### Göreviniz
Aşağıdaki materyalde "relief" sözcüğünü içeren her satırı aynen geri döndürün.

### Bir veri kümesinde yer alan kayıtlar

----------

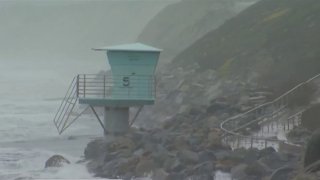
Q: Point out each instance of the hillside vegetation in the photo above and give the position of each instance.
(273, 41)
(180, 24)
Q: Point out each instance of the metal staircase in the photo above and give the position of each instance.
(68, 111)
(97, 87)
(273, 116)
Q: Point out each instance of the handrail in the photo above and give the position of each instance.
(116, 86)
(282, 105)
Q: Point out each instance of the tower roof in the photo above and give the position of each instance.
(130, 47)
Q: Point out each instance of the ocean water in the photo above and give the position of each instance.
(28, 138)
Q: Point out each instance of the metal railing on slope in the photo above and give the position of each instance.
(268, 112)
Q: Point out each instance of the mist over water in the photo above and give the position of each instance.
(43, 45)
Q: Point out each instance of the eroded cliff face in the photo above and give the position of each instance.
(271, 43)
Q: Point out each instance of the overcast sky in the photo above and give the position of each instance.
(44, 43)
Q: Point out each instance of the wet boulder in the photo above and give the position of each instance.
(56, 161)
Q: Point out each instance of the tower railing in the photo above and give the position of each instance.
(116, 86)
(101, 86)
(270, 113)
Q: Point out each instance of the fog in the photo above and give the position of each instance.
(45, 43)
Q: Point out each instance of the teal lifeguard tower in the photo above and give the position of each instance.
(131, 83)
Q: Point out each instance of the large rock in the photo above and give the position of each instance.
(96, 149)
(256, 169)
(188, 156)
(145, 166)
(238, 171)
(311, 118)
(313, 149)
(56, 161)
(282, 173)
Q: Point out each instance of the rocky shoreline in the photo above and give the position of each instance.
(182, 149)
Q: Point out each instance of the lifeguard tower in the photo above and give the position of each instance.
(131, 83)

----------

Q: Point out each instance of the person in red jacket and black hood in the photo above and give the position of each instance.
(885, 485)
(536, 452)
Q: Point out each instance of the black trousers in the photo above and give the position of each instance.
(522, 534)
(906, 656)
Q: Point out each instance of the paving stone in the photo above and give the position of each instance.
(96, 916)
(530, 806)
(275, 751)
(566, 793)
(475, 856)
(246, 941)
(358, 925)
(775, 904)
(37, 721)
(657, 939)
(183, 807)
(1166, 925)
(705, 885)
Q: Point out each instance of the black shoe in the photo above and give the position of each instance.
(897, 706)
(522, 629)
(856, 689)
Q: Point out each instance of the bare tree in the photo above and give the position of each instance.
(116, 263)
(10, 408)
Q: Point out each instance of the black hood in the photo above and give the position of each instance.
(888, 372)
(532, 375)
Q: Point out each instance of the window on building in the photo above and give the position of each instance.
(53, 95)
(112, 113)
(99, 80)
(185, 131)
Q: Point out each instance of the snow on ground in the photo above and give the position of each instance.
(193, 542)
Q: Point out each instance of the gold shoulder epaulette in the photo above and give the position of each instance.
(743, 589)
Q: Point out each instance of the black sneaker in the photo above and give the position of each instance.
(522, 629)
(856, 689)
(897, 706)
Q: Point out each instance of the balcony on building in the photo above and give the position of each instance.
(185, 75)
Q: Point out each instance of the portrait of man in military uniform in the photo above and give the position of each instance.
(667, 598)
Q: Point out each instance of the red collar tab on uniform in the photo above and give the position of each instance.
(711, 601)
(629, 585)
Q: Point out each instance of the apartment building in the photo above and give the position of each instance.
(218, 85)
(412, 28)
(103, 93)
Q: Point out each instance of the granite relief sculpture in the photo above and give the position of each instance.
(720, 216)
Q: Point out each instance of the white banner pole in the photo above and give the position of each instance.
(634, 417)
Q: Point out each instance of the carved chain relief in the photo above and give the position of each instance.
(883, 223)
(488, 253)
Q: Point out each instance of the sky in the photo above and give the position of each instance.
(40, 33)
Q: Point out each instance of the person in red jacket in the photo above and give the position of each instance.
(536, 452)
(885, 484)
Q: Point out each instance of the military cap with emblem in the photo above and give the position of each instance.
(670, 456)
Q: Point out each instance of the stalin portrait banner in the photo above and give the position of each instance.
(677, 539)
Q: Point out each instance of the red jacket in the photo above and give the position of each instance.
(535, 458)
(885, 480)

----------

### Yanıt
Q: Point out each instance of the granite relief sculpture in the photo above and give the position of each instance.
Q: Point out each instance of the carved chain relief in the photo above and give the position of each instance.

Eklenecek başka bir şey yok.